■ **TASK TO CARRY OUT**
Extract from the material below each line that contains the string "child", and copy each of those lines in full.

----------

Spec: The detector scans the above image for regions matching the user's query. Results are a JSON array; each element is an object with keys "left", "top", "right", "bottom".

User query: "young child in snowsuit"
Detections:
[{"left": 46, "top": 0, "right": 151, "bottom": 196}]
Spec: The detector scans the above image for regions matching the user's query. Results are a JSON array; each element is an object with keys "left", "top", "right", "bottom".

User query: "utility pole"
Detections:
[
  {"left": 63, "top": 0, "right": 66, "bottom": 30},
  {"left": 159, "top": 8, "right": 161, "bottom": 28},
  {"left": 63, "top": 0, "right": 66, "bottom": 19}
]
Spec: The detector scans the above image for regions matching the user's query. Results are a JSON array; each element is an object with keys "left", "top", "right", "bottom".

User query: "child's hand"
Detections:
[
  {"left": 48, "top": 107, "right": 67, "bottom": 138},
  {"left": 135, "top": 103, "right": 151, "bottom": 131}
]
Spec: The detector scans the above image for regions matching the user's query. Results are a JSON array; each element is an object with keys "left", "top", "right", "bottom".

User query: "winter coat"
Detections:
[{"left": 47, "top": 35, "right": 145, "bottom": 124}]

----------

■ **FINAL RESULT**
User query: "young child in snowsuit"
User query: "child's hand"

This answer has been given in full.